EXTRACTED MATERIAL.
========

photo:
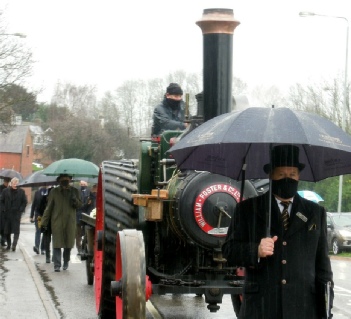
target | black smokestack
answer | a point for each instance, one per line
(217, 27)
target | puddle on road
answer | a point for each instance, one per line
(46, 280)
(3, 269)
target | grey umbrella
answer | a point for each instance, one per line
(38, 179)
(238, 144)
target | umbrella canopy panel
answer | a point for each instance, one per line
(224, 144)
(10, 173)
(310, 195)
(38, 179)
(73, 167)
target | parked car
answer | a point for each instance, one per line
(339, 232)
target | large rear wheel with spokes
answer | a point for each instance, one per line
(115, 211)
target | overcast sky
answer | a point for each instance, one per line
(106, 42)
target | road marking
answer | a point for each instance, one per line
(153, 311)
(76, 260)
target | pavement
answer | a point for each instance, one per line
(22, 291)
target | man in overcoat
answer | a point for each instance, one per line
(13, 205)
(60, 212)
(286, 274)
(170, 113)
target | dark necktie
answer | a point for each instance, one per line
(285, 214)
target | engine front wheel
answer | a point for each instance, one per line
(130, 285)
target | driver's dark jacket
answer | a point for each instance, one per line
(165, 118)
(290, 283)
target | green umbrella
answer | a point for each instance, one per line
(73, 167)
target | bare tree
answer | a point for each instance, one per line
(325, 98)
(80, 99)
(16, 62)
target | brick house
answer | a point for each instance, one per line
(16, 152)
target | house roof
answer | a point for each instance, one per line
(36, 129)
(13, 141)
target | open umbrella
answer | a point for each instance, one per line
(73, 167)
(38, 179)
(10, 173)
(231, 143)
(238, 144)
(310, 195)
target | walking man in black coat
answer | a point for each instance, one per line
(13, 204)
(2, 218)
(286, 274)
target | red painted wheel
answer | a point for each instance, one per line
(129, 287)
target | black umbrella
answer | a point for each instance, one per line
(230, 142)
(10, 173)
(238, 144)
(38, 179)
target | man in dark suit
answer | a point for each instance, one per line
(286, 274)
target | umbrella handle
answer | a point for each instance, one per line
(269, 212)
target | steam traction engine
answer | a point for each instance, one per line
(158, 229)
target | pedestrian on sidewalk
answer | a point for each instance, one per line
(60, 212)
(35, 216)
(2, 187)
(13, 205)
(84, 195)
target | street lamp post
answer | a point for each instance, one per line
(17, 34)
(343, 114)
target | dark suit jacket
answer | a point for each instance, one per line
(289, 284)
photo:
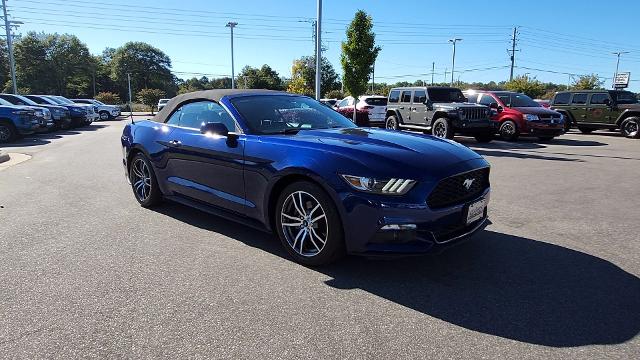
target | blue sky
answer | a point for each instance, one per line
(556, 38)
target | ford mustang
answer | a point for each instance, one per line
(287, 164)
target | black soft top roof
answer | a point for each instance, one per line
(214, 95)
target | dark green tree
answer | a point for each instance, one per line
(359, 54)
(149, 67)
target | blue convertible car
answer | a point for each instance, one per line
(288, 164)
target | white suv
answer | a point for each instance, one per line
(105, 112)
(375, 105)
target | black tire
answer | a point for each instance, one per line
(391, 123)
(442, 128)
(152, 196)
(484, 137)
(509, 131)
(8, 132)
(631, 127)
(328, 227)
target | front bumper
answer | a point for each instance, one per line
(534, 128)
(380, 229)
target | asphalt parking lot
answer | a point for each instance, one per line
(86, 272)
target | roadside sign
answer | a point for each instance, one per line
(621, 80)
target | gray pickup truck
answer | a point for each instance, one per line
(442, 111)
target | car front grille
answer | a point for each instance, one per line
(453, 190)
(474, 113)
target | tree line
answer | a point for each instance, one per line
(62, 64)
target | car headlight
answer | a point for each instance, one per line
(387, 187)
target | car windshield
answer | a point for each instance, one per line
(281, 114)
(446, 95)
(626, 97)
(376, 101)
(521, 100)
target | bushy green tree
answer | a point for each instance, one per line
(359, 53)
(527, 85)
(587, 82)
(108, 98)
(149, 67)
(150, 97)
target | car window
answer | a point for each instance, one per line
(626, 97)
(579, 99)
(562, 99)
(599, 98)
(419, 97)
(472, 98)
(394, 96)
(487, 99)
(195, 114)
(284, 114)
(406, 96)
(376, 101)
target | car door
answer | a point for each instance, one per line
(418, 108)
(599, 110)
(578, 107)
(206, 167)
(404, 106)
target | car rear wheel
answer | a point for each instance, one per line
(509, 131)
(7, 132)
(308, 224)
(391, 123)
(442, 129)
(144, 182)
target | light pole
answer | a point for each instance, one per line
(7, 25)
(618, 53)
(453, 61)
(231, 25)
(318, 49)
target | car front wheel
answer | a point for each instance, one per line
(630, 127)
(309, 225)
(7, 132)
(144, 182)
(442, 129)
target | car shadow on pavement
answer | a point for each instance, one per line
(498, 284)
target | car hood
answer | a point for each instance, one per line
(386, 151)
(536, 111)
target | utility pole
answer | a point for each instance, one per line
(318, 49)
(513, 51)
(453, 60)
(231, 25)
(618, 53)
(7, 26)
(433, 70)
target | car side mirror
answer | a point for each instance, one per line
(215, 128)
(429, 104)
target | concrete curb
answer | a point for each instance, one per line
(3, 156)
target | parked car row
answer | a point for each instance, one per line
(28, 114)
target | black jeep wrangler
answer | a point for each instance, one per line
(443, 111)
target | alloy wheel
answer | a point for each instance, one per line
(631, 128)
(141, 179)
(5, 133)
(304, 223)
(439, 130)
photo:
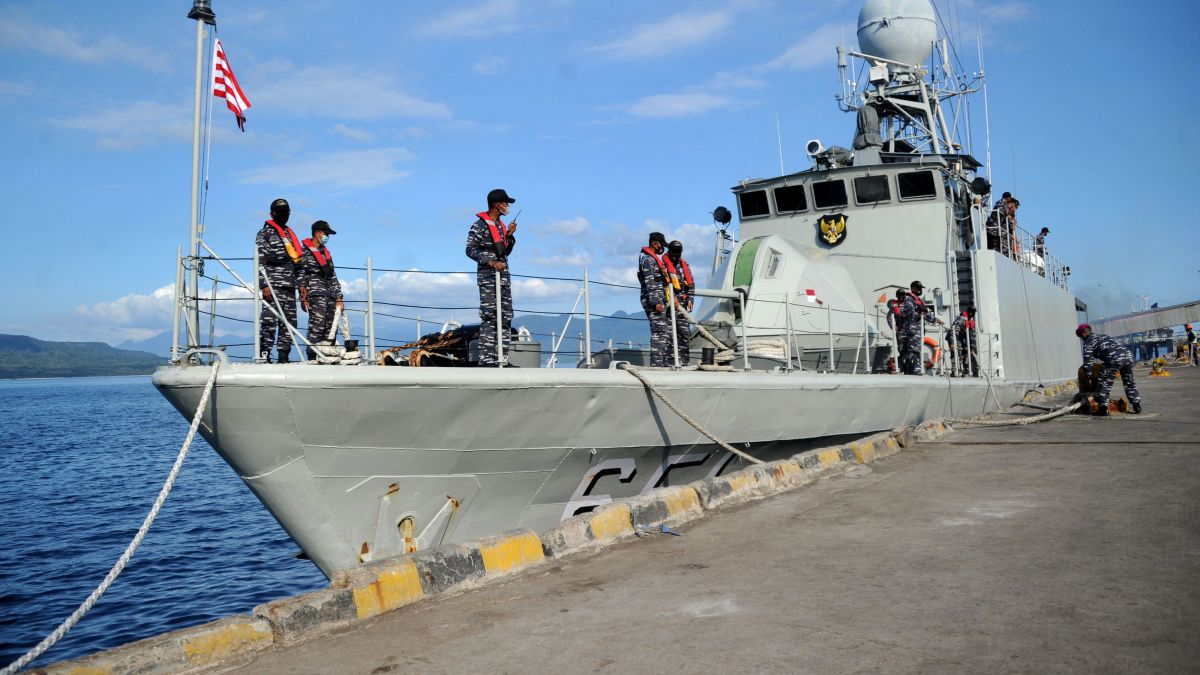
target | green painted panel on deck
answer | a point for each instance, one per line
(743, 269)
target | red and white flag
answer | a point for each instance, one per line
(225, 85)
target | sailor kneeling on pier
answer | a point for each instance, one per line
(1115, 358)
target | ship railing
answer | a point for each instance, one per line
(233, 304)
(1025, 249)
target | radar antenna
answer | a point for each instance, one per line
(900, 105)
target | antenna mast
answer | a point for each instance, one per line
(201, 12)
(987, 120)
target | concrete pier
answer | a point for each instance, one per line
(1071, 545)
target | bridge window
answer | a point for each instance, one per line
(791, 198)
(917, 185)
(773, 264)
(871, 190)
(829, 195)
(754, 204)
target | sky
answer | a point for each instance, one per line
(605, 120)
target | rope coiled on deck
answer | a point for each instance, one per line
(49, 641)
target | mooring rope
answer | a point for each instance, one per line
(133, 544)
(684, 417)
(1020, 422)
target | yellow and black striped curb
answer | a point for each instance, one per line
(385, 585)
(621, 520)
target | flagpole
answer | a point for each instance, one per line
(203, 15)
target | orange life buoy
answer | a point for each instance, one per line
(937, 352)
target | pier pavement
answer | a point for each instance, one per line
(1066, 547)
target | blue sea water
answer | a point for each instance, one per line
(81, 464)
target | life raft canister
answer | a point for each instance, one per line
(937, 352)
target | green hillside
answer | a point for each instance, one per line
(22, 356)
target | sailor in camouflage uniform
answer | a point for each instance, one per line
(279, 251)
(1116, 358)
(909, 333)
(652, 274)
(489, 243)
(682, 272)
(321, 294)
(964, 342)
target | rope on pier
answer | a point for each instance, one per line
(683, 416)
(1020, 422)
(49, 641)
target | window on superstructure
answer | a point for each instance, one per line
(829, 195)
(773, 264)
(791, 198)
(917, 185)
(754, 204)
(871, 190)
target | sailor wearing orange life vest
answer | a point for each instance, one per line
(684, 286)
(321, 294)
(490, 243)
(964, 342)
(654, 279)
(279, 251)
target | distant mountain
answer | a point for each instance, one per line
(160, 344)
(22, 356)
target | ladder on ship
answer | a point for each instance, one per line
(964, 272)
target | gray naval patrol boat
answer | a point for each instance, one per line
(359, 463)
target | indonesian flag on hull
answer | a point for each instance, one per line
(225, 85)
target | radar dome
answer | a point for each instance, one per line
(899, 30)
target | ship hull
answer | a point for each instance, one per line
(361, 463)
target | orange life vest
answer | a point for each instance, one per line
(289, 240)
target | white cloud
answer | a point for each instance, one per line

========

Every record above needs to be repeated exactly; pictures are to be left out.

OUTPUT FOR THIS EXERCISE.
photo:
target | black smokestack
answer | a point for each instance, one per line
(217, 27)
target | puddle on road
answer | a point for each instance, one per line
(46, 280)
(3, 269)
target | grey umbrella
answer | a point for each instance, one per line
(38, 179)
(238, 144)
target | umbrella canopy panel
answer | a point for each instance, one per line
(224, 144)
(10, 173)
(310, 195)
(38, 179)
(73, 167)
target | parked car
answer | a point for each instance, one per line
(339, 232)
target | large rear wheel with spokes
answer | a point for each instance, one per line
(115, 211)
target | overcast sky
answer | a point for each instance, one per line
(106, 42)
target | road marking
answer | a point for each instance, one per line
(153, 311)
(76, 260)
target | pavement
answer | a point for each instance, one per line
(22, 291)
target | man in overcoat
answer | a point for each instance, one per line
(13, 205)
(60, 212)
(286, 274)
(170, 113)
target | dark necktie
answer | a point for each instance, one per line
(285, 214)
target | engine front wheel
answer | a point for each instance, one per line
(130, 285)
target | driver's dark jacket
answer | a point for each instance, one per line
(165, 118)
(290, 283)
target | green umbrella
answer | a point for each instance, one per line
(73, 167)
target | bare tree
answer | a point for each instance, one per line
(325, 98)
(80, 99)
(16, 62)
target | brick house
answer | a point for each instance, one per line
(16, 152)
target | house roof
answer | a point for each instance, one per line
(36, 129)
(13, 141)
target | open umbrella
answer | a point for each instance, one per line
(73, 167)
(38, 179)
(10, 173)
(231, 143)
(238, 144)
(310, 195)
target | walking man in black coat
answer | a point for each instance, one per line
(13, 204)
(2, 218)
(286, 274)
target | red painted wheel
answer | a point for each instance, one per line
(129, 287)
target | black umbrella
answer | a point for each instance, one per line
(230, 142)
(10, 173)
(238, 144)
(38, 179)
target | man in dark suit
answer | a point for each instance, one per line
(286, 274)
target | umbrella handle
answer | a point for each instance, one per line
(269, 212)
target | steam traction engine
answer | a point for each instance, one per line
(158, 229)
target | pedestrian on sidewalk
answer | a point for each instance, one per line
(60, 212)
(35, 216)
(2, 187)
(13, 205)
(84, 195)
target | street lamp post
answer | a point for each instance, one per line
(17, 34)
(343, 114)
target | dark suit jacket
answer | a point for each instance, one per line
(289, 284)
photo:
target | blue sky
answer | a point for each instance, one per line
(556, 38)
target | ford mustang
answer | a point for each instance, one per line
(287, 164)
target | black soft top roof
answer | a point for each instance, one per line
(214, 95)
target | dark green tree
answer | a point for each instance, one per line
(359, 54)
(149, 67)
target | blue convertible car
answer | a point for each instance, one per line
(288, 164)
target | white suv
answer | a point for each instance, one per line
(105, 112)
(375, 105)
target | black tire
answer | a point for each instance, one per line
(391, 123)
(442, 128)
(152, 196)
(484, 137)
(509, 131)
(8, 132)
(631, 127)
(328, 227)
target | front bumper
answer | a point for each instance, one per line
(534, 128)
(380, 229)
target | asphalt parking lot
answer | a point for each instance, one per line
(86, 272)
target | roadside sign
answer | a point for each instance, one per line
(621, 80)
target | gray pickup truck
answer | a point for each instance, one per line
(442, 111)
target | car front grille
answer | a point for each instance, one per line
(453, 190)
(474, 113)
target | tree line
answer | a point for each instance, one per line
(62, 64)
target | car headlight
answer | a point for each instance, one per line
(387, 187)
target | car windshield
answer | a point for each instance, one per line
(281, 114)
(446, 95)
(626, 97)
(376, 101)
(521, 100)
target | bushy green tree
answer | a point for each instance, one per line
(359, 53)
(527, 85)
(587, 82)
(108, 98)
(149, 67)
(150, 97)
target | car window
answer | a point for each instance, one per line
(626, 97)
(579, 99)
(562, 99)
(599, 98)
(419, 97)
(472, 98)
(394, 96)
(487, 99)
(195, 114)
(284, 114)
(406, 96)
(376, 101)
target | car door
answer | a point for each instance, one per line
(418, 108)
(599, 110)
(578, 107)
(206, 167)
(404, 106)
target | car rear wheel
answer | a point for each instance, one per line
(509, 131)
(7, 132)
(308, 224)
(391, 123)
(442, 129)
(144, 182)
target | light pole
answer | a point for each instance, one per line
(7, 25)
(618, 53)
(453, 61)
(231, 25)
(318, 49)
target | car front wheel
answer | a point for each instance, one per line
(630, 127)
(309, 225)
(7, 132)
(144, 182)
(442, 129)
target | car shadow on pavement
answer | a point for each instance, one per line
(498, 284)
target | car hood
answer | a point for each instance, one per line
(386, 151)
(536, 111)
target | utility pole
answer | a point for each instance, one per line
(318, 49)
(513, 51)
(453, 60)
(231, 25)
(618, 53)
(7, 26)
(433, 70)
target | car side mirror
answer | a point for each instance, one per line
(215, 128)
(429, 104)
target | concrete curb
answer | a point for each instance, one per line
(3, 156)
target | parked car row
answer | a point for each instance, one per line
(28, 114)
target | black jeep wrangler
answer | a point for each instance, one per line
(443, 111)
target | alloy wheel
answer | a point for each instance, one per line
(631, 128)
(141, 179)
(5, 133)
(304, 223)
(439, 130)
photo:
target | green painted panel on deck
answer | a point for each instance, one per line
(743, 269)
target | red and white flag
answer | a point for each instance, one per line
(225, 85)
target | sailor kneeling on pier
answer | a point for each instance, one per line
(1115, 358)
target | ship railing
answer | a point for each instance, one per line
(233, 304)
(1025, 249)
target | radar antenna
answer | a point for each instance, one per line
(900, 105)
target | antenna mast
answer | a point for each instance, one per line
(201, 12)
(987, 120)
target | concrete pier
answer | a point for each instance, one per line
(1071, 545)
target | bridge window
answer | a point for each instance, one per line
(791, 198)
(917, 185)
(773, 264)
(871, 190)
(829, 195)
(754, 204)
target | sky
answer | a point for each instance, one per line
(605, 120)
target | rope coiled on deck
answer | a point for each instance, one per line
(49, 641)
target | mooring rope
answer | a point for each instance, one per line
(133, 544)
(684, 417)
(1020, 422)
target | yellow and black striped curb
answer | a point for each instance, one per line
(385, 585)
(621, 520)
target | flagpole
answer | a point for each instance, one per line
(203, 15)
target | orange life buoy
answer | a point for each instance, one per line
(937, 352)
target | pier pavement
answer | a point for each instance, one per line
(1066, 547)
target | blue sea water
answer | a point for each instance, one per line
(81, 464)
target | life raft canister
answer | a point for each instance, one per line
(937, 352)
target | green hillside
answer | a point for each instance, one per line
(22, 356)
target | sailor in camouflage uniform
answer | a point for each instance, one per line
(279, 251)
(1116, 358)
(909, 333)
(652, 274)
(489, 243)
(682, 272)
(321, 294)
(964, 342)
target | rope on pier
answer | a point for each instance, one per line
(683, 416)
(1020, 422)
(49, 641)
target | window on superstructure
answer | a point for each instance, one per line
(829, 195)
(773, 264)
(791, 198)
(917, 185)
(754, 204)
(871, 190)
target | sailor wearing orange life vest
answer | a point for each instance, one per line
(684, 286)
(321, 294)
(490, 243)
(964, 342)
(654, 279)
(279, 251)
target | distant mountain
answer | a point for each instance, one per line
(160, 344)
(22, 356)
target | ladder on ship
answer | a point for each instance, one per line
(964, 272)
target | gray naval patrol boat
answer | a point for each instance, one per line
(359, 463)
target | indonesian flag on hull
answer | a point for each instance, one per line
(225, 85)
target | radar dome
answer | a point for each instance, one per line
(899, 30)
target | ship hull
answer | a point for each instance, one per line
(361, 463)
target | orange life vest
answer | a point for each instance, one per line
(289, 240)
target | white cloud
answer | a point for each instance, one per line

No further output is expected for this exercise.